*** Extract provided

A Phoenix-based aerospace components supplier ships a $400,000 order to a Chandler defense contractor, issues the invoice, and then waits 60 to 90 days for payment, standard terms in the Honeywell and Northrop Grumman supply chain. Meanwhile, payroll is due, raw materials need to be reordered, and the next production run cannot start without cash on hand. Invoice factoring turns that outstanding invoice into working capital within 24 to 48 hours, without adding long-term debt to your balance sheet. For suppliers embedded in the North Phoenix and Chandler Price Road Corridor semiconductor and aerospace ecosystem, where TSMC's $165 billion campus has pulled in 30 additional chip-related companies since 2021, receivables cycles are predictable but long, making factoring a natural fit.
The same cash-flow pressure shows up across Arizona's high-growth sectors. Bioscience and medical device manufacturers operating out of the Phoenix Bioscience Core frequently carry large net-60 or net-90 receivables from hospital systems and group purchasing organizations. Copper and mineral mining subcontractors working the Clifton-Morenci corridor invoice large mining operators on extended terms that bear no relationship to their own weekly operating costs. In both cases, factoring converts verified receivables into usable capital without the collateral requirements that make traditional bank credit inaccessible for growing firms. If your business spans multiple financing needs, pairing factoring with a business line of credit or equipment financing can cover both the immediate payroll gap and longer capital investments in machinery or tooling.

******
*** Stored data

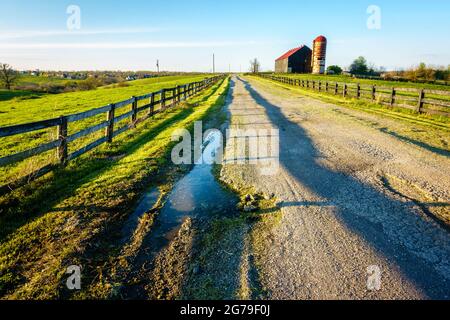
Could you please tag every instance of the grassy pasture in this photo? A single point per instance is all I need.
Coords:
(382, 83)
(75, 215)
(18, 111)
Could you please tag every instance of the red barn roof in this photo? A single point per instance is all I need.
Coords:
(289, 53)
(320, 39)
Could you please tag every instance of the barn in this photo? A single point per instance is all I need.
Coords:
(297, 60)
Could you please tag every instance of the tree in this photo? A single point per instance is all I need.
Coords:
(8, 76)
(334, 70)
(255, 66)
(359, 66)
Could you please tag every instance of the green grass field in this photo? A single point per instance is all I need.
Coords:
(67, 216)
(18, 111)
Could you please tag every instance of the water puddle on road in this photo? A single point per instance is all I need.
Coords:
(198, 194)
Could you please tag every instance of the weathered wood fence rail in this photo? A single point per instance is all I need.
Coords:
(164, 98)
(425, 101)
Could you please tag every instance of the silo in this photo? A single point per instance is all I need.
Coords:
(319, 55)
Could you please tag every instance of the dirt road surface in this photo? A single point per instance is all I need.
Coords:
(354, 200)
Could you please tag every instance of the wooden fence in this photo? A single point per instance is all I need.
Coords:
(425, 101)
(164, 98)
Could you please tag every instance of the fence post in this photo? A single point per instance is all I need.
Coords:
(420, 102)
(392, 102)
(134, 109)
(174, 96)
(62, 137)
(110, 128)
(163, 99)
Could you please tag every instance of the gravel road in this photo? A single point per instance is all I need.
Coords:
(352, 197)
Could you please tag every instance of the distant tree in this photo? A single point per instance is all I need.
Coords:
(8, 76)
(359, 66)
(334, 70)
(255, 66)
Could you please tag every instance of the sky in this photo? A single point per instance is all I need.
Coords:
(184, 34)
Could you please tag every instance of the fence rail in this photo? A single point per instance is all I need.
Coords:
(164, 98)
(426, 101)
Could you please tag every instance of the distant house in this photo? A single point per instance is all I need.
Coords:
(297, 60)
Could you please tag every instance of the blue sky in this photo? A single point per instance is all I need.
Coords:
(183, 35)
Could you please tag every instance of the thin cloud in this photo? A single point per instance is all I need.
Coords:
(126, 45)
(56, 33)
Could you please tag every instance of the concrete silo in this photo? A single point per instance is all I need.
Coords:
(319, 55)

******
*** Stored data

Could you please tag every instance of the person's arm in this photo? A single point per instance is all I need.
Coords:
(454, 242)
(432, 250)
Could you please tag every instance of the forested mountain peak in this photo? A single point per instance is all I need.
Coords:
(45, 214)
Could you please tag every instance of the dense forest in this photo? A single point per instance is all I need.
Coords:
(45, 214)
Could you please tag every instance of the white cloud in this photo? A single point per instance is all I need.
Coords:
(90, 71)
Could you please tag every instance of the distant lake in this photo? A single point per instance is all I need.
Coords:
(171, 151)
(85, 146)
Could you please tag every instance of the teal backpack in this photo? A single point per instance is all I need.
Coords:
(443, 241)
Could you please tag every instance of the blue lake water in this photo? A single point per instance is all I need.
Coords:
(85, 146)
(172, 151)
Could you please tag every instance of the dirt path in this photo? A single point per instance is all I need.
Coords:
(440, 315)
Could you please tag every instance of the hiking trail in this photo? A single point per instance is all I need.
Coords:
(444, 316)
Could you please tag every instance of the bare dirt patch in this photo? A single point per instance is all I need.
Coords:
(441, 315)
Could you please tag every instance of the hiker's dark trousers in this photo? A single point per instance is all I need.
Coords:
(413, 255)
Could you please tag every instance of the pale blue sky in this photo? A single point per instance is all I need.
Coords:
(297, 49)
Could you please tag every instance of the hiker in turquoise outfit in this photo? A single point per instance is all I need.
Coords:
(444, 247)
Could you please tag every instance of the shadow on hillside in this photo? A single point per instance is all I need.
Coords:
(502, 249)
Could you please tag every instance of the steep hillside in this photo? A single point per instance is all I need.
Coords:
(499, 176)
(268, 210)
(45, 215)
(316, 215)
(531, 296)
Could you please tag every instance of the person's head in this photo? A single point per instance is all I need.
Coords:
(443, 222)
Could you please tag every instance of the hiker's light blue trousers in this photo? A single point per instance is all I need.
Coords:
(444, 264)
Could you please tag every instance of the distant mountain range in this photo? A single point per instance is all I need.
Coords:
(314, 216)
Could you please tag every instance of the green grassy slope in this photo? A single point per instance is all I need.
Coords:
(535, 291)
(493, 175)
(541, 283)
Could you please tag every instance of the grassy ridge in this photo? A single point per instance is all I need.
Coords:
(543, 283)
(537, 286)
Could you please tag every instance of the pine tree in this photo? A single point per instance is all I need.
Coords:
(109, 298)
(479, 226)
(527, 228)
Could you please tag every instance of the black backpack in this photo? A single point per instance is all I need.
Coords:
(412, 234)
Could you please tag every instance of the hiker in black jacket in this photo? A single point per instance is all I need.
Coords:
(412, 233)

******
*** Stored data

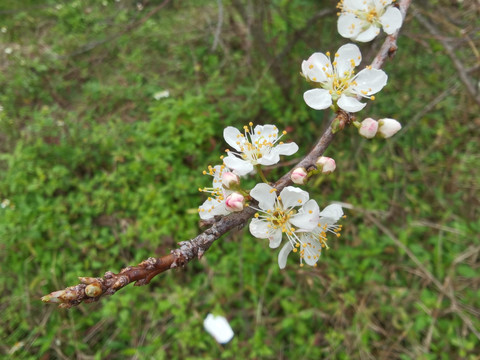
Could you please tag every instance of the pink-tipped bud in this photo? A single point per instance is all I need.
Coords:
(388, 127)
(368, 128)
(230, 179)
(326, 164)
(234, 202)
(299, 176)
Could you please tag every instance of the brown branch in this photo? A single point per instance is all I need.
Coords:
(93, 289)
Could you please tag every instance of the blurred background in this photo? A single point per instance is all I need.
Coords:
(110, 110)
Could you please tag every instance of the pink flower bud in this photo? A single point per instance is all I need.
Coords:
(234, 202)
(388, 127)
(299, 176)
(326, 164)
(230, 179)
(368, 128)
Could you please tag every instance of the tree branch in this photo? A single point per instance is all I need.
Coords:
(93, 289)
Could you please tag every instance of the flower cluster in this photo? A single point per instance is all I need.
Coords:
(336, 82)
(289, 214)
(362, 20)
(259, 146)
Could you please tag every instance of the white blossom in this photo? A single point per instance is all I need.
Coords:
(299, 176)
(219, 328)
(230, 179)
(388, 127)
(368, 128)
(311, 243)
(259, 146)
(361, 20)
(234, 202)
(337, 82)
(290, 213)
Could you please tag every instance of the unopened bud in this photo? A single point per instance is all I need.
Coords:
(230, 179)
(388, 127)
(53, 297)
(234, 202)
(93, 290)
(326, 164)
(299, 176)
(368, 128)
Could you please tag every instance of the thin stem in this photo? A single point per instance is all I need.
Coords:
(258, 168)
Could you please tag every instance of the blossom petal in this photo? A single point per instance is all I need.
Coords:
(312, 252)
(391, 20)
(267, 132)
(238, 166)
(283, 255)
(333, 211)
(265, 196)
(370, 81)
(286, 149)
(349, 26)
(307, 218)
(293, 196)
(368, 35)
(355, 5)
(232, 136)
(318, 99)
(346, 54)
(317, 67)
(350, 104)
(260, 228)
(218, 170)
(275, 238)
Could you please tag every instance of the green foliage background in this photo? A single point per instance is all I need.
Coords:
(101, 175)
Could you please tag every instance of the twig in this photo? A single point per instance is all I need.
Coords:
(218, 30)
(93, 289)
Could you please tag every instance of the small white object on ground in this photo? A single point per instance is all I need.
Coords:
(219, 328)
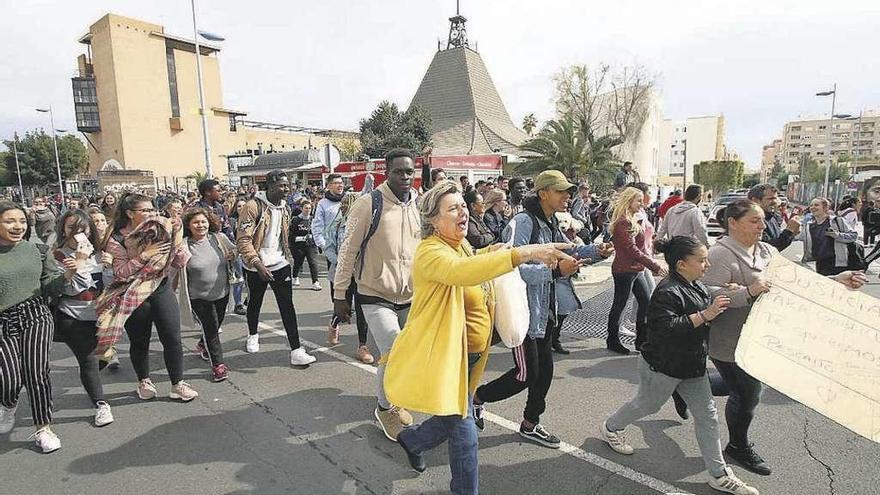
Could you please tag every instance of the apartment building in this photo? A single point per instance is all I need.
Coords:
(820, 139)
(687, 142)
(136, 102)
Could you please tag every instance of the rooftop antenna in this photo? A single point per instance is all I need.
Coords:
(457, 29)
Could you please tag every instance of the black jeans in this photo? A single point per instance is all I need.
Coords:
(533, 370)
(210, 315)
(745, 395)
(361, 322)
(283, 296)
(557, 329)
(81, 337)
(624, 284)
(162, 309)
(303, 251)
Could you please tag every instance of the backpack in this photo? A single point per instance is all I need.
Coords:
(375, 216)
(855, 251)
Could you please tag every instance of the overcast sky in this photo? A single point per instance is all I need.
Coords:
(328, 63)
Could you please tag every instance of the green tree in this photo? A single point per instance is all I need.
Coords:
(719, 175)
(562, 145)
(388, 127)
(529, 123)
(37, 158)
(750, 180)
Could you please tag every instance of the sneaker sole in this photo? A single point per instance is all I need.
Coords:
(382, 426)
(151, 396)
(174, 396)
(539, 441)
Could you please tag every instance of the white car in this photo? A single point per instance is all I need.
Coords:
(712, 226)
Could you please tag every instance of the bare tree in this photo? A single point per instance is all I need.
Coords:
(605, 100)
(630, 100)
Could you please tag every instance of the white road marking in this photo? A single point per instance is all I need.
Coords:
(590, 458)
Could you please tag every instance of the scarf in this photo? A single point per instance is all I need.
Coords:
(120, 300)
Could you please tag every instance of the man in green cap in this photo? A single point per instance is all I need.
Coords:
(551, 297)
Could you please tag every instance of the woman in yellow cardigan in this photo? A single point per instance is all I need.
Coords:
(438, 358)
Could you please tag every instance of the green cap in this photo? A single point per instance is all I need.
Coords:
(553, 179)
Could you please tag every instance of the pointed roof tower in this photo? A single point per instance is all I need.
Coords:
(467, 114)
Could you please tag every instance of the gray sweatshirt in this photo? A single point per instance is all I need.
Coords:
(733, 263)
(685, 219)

******

**What the task requires**
Go on with the text about invoice factoring for Arizona businesses, starting right after its last sentence. The material comes from a different source than the text.

**Written reply**
Arizona's economy added 33,500 jobs in Greater Phoenix alone during 2024, with professional and business services accounting for roughly one in six jobs across the metro. That growth means more B2B invoices, more extended payment terms, and more businesses caught between revenue earned and revenue received. Rise Business Funding works with manufacturing business loans and construction business loans clients across the state who rely on factoring as a standing liquidity tool rather than a last resort. With Arizona ranking fifth nationally for aerospace and defense manufacturing employment, and bioscience manufacturing employment up 19% in 2025, the volume of high-value, slow-pay receivables in this market is only growing.